_What is needed_. Using the abstract below on HOW(L) and midline glial cell death, explain in one to three sentences why the authors suggest that HOW represses diap1 by binding to its 3'UTR.

***** Text under study *****

Enhanced sensitivity of midline glial cells to apoptosis is achieved by HOW(L)-dependent repression of Diap1.

The selective sensitivity of cells to programmed cell death (PCD) depends on the positive and negative death-inducing signals that converge into the apoptotic pathway. In Drosophila, the midline glial (MG) cells undergo selective death during development. Here, we show that the long isoform of the RNA-binding protein Held Out Wing (HOW(L)) is essential for enhancing the sensitivity of the MG cells to PCD. In how mutant embryos, the number of MG cells was elevated. This phenotype could be rescued by midline expression of the HOW(L) repressor isoform. In how mutant embryos, the levels of the caspase inhibitor of apoptosis, Diap1 were elevated, in parallel to reduction in the levels of activated caspase. Similarly, reducing the levels of HOW in S2 cells led to elevation of Diap1, whereas over expression of HOW(L) promoted reduction of Diap1 protein as well as mRNA levels. Importantly, deletion of the two HOW binding sites from diap1 3'UTR abrogated HOW-dependent repression of Diap1, suggesting that HOW represses diap1 by binding to its 3'UTR. These results suggest that HOW(L) enhances the sensitivity of MG cells to apoptotic signals by reducing the levels of diap1 in these cells in, demonstrating a novel mode of regulation of PCD at the mRNA level.

***** Data segment *****

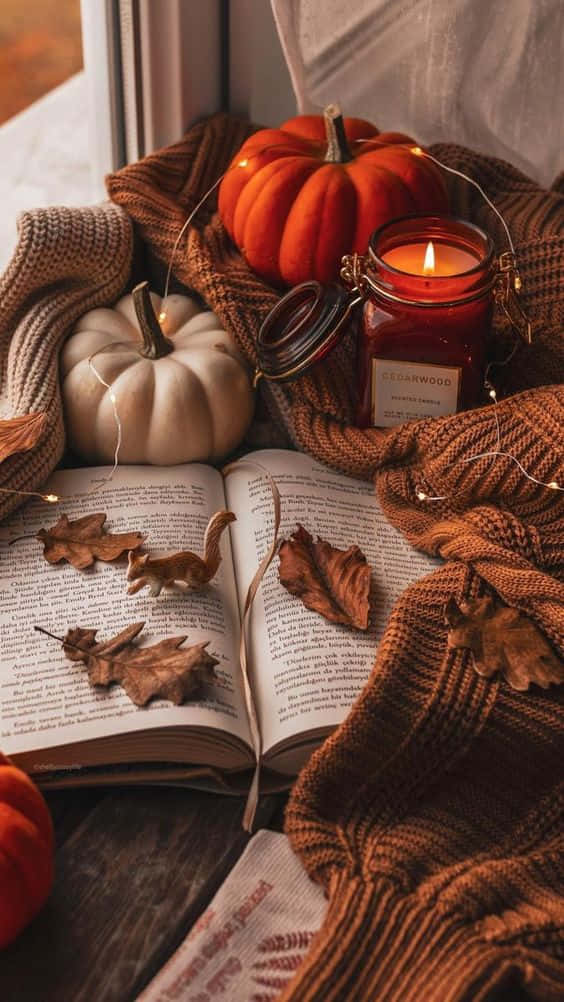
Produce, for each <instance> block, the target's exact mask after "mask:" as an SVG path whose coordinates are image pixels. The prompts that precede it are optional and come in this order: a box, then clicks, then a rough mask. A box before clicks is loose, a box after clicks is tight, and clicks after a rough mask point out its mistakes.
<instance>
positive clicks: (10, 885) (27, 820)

*****

_Answer to this problem_. Deleting the two HOW binding sites from the diap1 3'UTR abrogated HOW-dependent repression of Diap1. That is why the authors suggest that HOW represses diap1 by binding to its 3'UTR.